Return every row below that contains the word "chimney". Case counts, so only exact matches qualify.

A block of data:
★ ★ ★

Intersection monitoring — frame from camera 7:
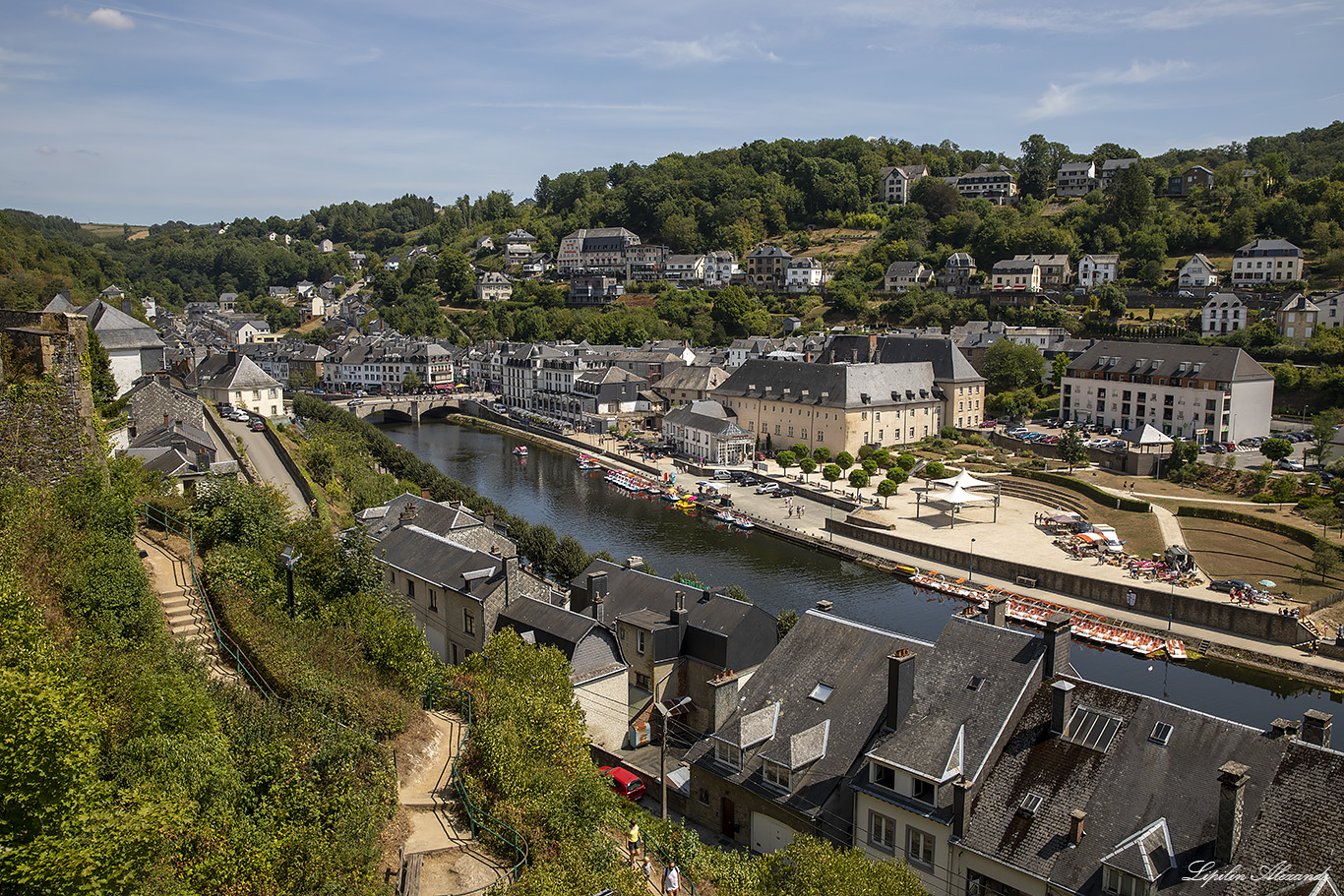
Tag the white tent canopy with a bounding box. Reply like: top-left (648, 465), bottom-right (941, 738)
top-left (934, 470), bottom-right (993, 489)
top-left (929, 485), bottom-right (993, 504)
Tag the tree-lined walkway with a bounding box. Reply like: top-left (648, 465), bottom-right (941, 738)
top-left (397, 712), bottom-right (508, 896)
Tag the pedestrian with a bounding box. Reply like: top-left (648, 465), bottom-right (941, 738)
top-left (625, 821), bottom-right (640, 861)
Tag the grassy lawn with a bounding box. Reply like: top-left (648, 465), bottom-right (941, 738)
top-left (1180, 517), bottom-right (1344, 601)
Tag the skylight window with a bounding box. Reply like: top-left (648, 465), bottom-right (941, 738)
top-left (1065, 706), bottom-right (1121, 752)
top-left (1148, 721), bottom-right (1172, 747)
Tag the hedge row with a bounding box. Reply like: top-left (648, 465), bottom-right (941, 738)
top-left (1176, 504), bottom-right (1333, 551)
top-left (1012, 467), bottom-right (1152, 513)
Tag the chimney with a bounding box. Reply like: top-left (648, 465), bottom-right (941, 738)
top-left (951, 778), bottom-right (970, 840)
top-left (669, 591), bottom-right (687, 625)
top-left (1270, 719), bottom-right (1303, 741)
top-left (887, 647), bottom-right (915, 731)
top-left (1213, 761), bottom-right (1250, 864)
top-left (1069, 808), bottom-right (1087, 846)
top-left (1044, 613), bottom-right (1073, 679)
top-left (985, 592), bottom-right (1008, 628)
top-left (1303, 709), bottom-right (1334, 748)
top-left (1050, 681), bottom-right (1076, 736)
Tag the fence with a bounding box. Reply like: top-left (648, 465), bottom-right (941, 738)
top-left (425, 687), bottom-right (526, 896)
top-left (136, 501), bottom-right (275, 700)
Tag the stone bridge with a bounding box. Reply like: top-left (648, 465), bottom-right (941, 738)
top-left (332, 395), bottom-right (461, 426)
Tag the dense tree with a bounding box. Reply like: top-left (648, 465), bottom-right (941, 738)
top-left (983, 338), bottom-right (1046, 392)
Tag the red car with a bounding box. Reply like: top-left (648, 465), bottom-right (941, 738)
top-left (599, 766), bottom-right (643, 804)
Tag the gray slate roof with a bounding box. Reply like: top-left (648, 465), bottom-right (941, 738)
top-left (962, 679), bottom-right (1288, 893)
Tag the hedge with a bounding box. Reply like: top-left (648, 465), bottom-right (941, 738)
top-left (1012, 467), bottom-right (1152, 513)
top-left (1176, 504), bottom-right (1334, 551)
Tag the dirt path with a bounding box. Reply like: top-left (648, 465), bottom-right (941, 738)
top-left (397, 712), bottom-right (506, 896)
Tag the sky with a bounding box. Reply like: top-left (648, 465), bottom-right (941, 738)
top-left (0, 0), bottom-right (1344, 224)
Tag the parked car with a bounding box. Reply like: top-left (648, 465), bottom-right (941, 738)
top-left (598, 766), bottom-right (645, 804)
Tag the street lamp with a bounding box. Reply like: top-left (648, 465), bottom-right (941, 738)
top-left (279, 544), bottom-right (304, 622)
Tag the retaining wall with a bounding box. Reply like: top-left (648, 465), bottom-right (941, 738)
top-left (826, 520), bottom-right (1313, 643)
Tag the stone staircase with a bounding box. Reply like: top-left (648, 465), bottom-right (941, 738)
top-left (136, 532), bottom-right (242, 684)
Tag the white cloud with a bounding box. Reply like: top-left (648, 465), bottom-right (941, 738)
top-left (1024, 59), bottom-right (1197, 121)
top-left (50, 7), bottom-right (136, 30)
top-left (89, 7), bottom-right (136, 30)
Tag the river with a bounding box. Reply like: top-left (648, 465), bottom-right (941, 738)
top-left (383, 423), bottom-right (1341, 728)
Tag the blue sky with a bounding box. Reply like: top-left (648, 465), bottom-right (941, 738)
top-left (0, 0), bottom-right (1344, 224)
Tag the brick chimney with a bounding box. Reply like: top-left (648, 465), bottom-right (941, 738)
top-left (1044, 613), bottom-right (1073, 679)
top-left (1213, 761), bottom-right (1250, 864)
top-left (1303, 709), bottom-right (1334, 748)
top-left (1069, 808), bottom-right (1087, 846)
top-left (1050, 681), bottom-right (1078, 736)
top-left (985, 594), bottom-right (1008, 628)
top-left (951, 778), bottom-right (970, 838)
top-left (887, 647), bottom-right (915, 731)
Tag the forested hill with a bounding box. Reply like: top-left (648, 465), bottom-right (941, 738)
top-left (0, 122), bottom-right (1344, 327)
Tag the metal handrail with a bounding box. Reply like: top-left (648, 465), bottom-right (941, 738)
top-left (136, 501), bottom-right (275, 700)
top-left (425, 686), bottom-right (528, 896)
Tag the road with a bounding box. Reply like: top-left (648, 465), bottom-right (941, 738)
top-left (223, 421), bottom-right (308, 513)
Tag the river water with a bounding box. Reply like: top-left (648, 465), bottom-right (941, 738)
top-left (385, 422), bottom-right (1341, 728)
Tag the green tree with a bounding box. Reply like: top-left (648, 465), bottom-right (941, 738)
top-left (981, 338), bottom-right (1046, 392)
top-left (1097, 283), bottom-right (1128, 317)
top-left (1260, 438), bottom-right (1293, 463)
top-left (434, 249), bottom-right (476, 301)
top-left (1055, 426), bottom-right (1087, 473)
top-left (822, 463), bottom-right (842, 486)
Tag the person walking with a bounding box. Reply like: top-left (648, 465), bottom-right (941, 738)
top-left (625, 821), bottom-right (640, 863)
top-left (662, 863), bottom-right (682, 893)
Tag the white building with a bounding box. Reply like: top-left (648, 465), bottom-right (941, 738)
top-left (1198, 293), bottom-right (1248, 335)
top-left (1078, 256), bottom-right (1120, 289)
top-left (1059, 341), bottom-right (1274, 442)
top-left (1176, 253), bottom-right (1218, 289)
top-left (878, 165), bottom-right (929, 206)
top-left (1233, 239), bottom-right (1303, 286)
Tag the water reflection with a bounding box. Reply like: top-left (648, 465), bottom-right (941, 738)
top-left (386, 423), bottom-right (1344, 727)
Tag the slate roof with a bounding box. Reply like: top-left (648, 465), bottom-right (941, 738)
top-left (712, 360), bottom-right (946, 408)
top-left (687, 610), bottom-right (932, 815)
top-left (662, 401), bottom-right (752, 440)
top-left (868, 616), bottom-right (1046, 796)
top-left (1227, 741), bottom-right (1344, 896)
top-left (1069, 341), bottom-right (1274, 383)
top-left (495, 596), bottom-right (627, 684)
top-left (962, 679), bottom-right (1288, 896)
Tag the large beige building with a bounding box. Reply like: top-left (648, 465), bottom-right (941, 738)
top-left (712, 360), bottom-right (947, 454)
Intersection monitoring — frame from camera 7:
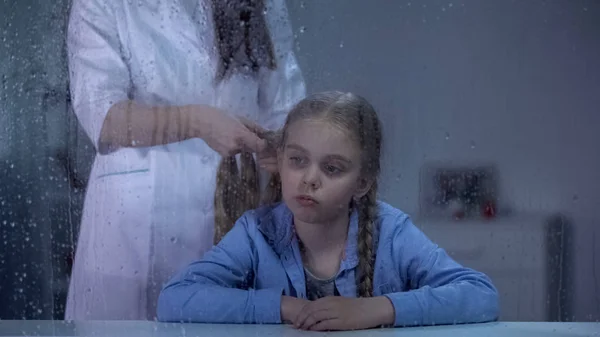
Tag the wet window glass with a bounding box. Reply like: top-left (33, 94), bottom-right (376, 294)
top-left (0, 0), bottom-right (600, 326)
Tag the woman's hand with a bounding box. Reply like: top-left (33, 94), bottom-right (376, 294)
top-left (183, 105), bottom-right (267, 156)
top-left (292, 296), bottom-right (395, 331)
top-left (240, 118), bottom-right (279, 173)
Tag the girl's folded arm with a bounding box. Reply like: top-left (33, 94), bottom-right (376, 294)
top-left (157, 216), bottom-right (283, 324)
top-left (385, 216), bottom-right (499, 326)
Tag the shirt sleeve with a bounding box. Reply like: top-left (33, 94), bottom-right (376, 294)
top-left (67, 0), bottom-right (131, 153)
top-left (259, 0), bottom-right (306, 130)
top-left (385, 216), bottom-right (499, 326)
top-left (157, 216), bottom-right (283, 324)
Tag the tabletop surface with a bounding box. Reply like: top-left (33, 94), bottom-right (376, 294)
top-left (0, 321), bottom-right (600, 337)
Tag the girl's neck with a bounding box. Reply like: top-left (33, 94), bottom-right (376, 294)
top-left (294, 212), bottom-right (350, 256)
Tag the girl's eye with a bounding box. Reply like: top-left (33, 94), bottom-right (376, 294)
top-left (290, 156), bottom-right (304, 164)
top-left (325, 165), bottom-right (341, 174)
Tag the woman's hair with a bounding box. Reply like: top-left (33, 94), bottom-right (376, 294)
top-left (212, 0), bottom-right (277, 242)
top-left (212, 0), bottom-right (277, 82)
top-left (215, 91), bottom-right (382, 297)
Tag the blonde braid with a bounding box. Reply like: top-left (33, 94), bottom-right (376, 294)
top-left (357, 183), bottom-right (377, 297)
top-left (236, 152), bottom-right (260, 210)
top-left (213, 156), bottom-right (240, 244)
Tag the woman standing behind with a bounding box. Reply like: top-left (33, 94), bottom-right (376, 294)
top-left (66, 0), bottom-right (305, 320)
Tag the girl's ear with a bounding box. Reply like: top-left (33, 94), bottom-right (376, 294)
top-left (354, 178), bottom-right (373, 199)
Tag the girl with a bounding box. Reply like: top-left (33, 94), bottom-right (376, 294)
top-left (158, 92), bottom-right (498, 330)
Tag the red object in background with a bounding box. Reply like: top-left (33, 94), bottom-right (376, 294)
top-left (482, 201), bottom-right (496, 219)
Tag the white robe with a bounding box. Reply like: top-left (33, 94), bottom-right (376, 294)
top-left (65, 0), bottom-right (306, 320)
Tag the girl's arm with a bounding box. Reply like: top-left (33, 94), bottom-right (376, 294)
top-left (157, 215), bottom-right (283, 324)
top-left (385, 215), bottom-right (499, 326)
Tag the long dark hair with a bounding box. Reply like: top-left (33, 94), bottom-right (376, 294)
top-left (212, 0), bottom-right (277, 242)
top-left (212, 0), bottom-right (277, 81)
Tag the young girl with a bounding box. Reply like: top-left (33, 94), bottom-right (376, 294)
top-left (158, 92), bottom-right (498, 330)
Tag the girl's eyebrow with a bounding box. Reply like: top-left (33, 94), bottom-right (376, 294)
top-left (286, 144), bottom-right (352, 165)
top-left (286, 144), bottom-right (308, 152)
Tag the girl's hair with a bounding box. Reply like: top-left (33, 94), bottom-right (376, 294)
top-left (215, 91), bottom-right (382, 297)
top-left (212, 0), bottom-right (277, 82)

★ ★ ★

**Answer below**
Tag the chimney with a bounding box. Reply like: top-left (648, 465), bottom-right (941, 738)
Tag the brick chimney with a bounding box. Reply like: top-left (648, 465), bottom-right (941, 738)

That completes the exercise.